» **ENTRIES SUPPLIED**
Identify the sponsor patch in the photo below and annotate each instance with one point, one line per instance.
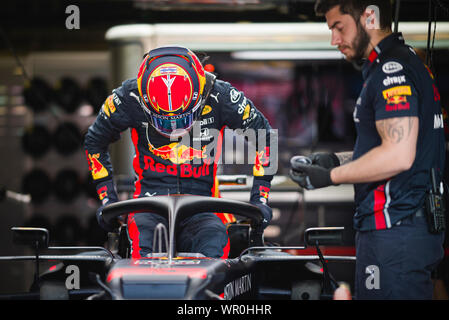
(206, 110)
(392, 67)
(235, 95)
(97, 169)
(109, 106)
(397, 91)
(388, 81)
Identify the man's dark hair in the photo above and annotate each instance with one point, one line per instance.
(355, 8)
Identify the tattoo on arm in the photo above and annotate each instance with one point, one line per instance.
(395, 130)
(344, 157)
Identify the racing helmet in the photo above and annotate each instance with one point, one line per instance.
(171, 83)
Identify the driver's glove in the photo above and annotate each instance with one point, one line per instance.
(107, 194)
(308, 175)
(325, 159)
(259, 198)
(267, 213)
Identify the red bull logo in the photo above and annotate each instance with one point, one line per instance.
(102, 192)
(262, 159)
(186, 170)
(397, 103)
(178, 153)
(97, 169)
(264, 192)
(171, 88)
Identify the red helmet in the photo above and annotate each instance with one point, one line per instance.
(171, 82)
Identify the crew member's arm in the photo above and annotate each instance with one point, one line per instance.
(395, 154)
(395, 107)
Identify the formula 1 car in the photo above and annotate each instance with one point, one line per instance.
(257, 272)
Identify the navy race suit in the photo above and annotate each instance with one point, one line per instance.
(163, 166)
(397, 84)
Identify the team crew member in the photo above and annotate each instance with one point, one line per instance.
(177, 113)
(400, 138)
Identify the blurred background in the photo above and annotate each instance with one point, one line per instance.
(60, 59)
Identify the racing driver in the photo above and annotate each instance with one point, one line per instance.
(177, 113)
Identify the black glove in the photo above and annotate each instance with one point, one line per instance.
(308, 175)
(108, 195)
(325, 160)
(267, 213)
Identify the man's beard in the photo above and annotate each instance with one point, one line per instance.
--
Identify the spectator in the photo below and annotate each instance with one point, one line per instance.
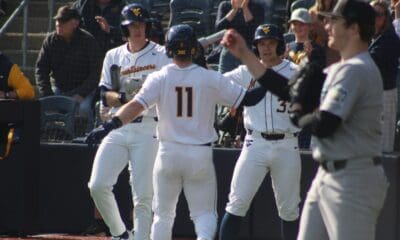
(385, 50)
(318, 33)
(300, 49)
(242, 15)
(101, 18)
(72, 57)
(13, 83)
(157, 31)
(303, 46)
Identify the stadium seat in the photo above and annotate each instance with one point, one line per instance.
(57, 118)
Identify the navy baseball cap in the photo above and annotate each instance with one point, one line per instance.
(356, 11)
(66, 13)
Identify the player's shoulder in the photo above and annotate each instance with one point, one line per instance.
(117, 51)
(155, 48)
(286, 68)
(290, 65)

» **HOW TO COMPLETE THIS TASK**
Reproduce exactly the section above that begins at the line containing "Identify the navy race" and ends at the line containing "Identify the man's beard", leaving out all other lines.

» **SOLUTION FOR THIS TASK**
Identify the navy race suit in the photo above and annotate each instance with one point, one line per instance.
(163, 166)
(397, 84)
Identify the team crew member in the photo above and annotate each instance with one point, one line per instance.
(177, 113)
(400, 138)
Identify the blurred background in the photo above and annotate each instance with one point, one line per instance.
(60, 59)
Identify the racing driver in the photo above and annotate each instance with one point, one line per instance.
(177, 113)
Identify the black glove in the photo above and annotate each instance with one point, one line per instance.
(308, 175)
(108, 195)
(325, 160)
(267, 213)
Identify the man's beard in the photo above and annotate each instance with one point, one line per instance.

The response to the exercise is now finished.